:: WHAT TO DO ::
Repeat the listing below in full, keeping each word as given.

:: DATA SHOWN ::
= = = =
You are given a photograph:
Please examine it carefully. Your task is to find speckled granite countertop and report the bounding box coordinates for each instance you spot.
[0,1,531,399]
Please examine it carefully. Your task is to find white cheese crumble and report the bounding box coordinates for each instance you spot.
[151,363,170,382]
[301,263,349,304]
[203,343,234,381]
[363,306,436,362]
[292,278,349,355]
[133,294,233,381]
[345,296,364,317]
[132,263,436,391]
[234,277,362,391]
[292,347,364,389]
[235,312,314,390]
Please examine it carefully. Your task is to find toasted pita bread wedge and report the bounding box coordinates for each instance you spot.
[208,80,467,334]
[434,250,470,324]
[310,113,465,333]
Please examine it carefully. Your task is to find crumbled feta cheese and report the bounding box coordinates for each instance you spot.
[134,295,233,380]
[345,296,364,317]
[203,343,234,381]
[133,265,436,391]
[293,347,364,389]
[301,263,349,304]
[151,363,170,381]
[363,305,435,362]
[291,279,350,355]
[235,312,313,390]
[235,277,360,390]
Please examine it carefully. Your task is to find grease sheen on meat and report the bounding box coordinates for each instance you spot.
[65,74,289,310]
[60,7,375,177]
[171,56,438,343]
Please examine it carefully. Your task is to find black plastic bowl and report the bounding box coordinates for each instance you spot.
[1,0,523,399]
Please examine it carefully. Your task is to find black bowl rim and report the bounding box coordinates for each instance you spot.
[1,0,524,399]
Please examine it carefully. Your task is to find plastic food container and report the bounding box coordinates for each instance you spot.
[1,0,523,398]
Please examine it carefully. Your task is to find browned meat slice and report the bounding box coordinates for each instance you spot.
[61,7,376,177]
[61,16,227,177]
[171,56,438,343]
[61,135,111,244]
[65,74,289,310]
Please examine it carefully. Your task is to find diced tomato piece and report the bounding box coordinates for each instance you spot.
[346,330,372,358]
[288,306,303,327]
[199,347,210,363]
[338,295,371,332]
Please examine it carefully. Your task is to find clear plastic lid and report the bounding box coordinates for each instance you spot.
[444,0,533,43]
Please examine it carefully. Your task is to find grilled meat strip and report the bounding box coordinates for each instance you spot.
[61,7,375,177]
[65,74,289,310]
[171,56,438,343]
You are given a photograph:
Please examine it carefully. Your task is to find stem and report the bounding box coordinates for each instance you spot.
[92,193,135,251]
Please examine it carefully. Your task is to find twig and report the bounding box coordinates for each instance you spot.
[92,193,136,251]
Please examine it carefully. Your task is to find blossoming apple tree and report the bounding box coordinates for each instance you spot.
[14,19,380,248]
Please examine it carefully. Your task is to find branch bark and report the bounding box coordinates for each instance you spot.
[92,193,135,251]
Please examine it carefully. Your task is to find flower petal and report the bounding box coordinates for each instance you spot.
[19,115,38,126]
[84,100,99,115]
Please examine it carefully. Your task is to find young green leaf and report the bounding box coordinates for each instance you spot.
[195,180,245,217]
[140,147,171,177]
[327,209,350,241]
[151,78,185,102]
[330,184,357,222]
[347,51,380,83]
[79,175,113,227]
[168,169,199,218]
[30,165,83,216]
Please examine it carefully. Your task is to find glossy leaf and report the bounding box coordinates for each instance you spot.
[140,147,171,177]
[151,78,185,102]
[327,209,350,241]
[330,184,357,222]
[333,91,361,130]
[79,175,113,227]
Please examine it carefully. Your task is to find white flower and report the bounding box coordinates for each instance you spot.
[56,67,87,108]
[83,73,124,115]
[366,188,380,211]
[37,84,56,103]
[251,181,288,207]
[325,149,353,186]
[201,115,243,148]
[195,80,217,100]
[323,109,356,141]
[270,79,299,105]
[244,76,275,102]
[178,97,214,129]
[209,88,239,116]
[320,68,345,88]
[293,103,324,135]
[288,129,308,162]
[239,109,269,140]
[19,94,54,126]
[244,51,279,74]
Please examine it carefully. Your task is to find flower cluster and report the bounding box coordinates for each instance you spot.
= = = =
:: RESPONSE TO THIS EXERCISE ::
You are given a photograph:
Please examine it carefully. Your task is to find speckled granite countertop and report the bounding box coordinates for each instance you spot.
[0,1,531,399]
Please examine it carefully. Your task is to find white cheese crumble and report the bounding box coordinates for each instance you spot.
[151,363,170,382]
[301,263,349,304]
[203,343,234,381]
[363,306,436,362]
[292,278,349,355]
[133,294,233,381]
[345,296,364,317]
[132,263,436,391]
[234,277,362,391]
[292,347,364,389]
[235,312,314,390]
Please examine it carefully. Your task is to find toasted pita bread wedge and report the bounding box coordinates for each instance you spot.
[208,80,467,334]
[434,250,470,324]
[310,113,465,333]
Please examine it carefully. Your task is to find crumbled feta cheese and report the bounding box coordinates for each instance you spot.
[134,295,233,380]
[345,296,364,317]
[203,343,234,381]
[133,265,436,391]
[293,347,364,389]
[301,263,349,304]
[151,363,170,381]
[363,305,435,362]
[291,279,350,355]
[235,312,313,390]
[235,277,360,390]
Please examine it carefully. Your task is to find grease sheen on meat and report the bounding box coordinates for each instance you spot.
[65,74,289,310]
[60,7,375,177]
[171,56,438,343]
Please examine it carefully. Your task is to find black plastic bowl and report the bounding box coordinates for each instance you spot.
[1,0,523,399]
Please examine it carefully. Your task is to find black bowl rim and report the bounding box coordinates for each instance you spot.
[1,0,524,399]
Please examine it carefully. Your task is to find plastic food container and report the bounding box coordinates for each instance you spot.
[1,0,523,398]
Please examine it carefully. Your task is to find browned meat slice and report the bounding box coordinates for each instance you spot.
[61,7,376,177]
[61,16,227,177]
[171,56,438,343]
[61,135,111,244]
[65,74,289,310]
Please examine it carefully. Your task is to find diced tomato piece and report the bounding box coordinates for each instance you spot.
[346,330,372,358]
[288,306,303,327]
[199,347,210,363]
[338,295,371,332]
Please examine it carefully. Your task is to find clear plastic lid and report the bounding box coordinates for each instance you spot.
[444,0,533,43]
Please examine it carefully. Your task is to find grilled meat strip and report the bounding box coordinates for each instance you spot.
[61,7,375,177]
[65,74,289,310]
[171,56,438,343]
You are given a photograph:
Please examine it carefully. Your task is to find stem and report the bounding box coordinates for each instance you spot.
[92,193,135,251]
Please examine it carefully. Your task is to find twig and report the bounding box coordinates for each instance you spot.
[92,193,136,251]
Please examine it carefully. Your task is to find blossoming apple tree and report the bounding box coordinates for each instance you spot.
[14,19,380,248]
Please examine it carefully. Your task is to find branch bark and report the bounding box coordinates for each instance you spot.
[92,193,135,251]
Please examine it carefully. Your task is to find flower petal and report the bounding box coordinates for each instance you spot.
[19,115,38,126]
[84,100,99,115]
Please examine it carefully. Your task is to find young green leaf and report the bounding box coordinates for each instance you spot.
[195,180,245,217]
[140,147,171,177]
[327,209,350,241]
[151,78,185,102]
[330,184,357,222]
[347,51,380,83]
[79,175,113,227]
[168,169,199,218]
[30,165,83,216]
Please examine it carefully. Your task is to find glossy leaf and report the bounding box coordinates for each instance you spot.
[140,147,171,177]
[151,78,185,102]
[327,209,350,241]
[330,184,357,222]
[333,91,361,130]
[79,175,113,227]
Please examine it carefully. Your task is to find white flower and report the bounding box coordinates for each instance you spot.
[56,67,87,108]
[83,73,124,115]
[366,188,380,211]
[37,84,56,103]
[251,181,288,207]
[325,149,353,186]
[201,115,243,148]
[195,80,217,100]
[323,109,356,141]
[270,79,299,105]
[244,76,275,102]
[178,97,214,129]
[209,88,239,116]
[320,68,345,88]
[293,103,324,135]
[288,129,308,162]
[239,109,269,140]
[19,94,54,126]
[244,51,279,74]
Please examine it carefully. Your task is to find flower cluster and report the bounding box coordinates for each instance you spot.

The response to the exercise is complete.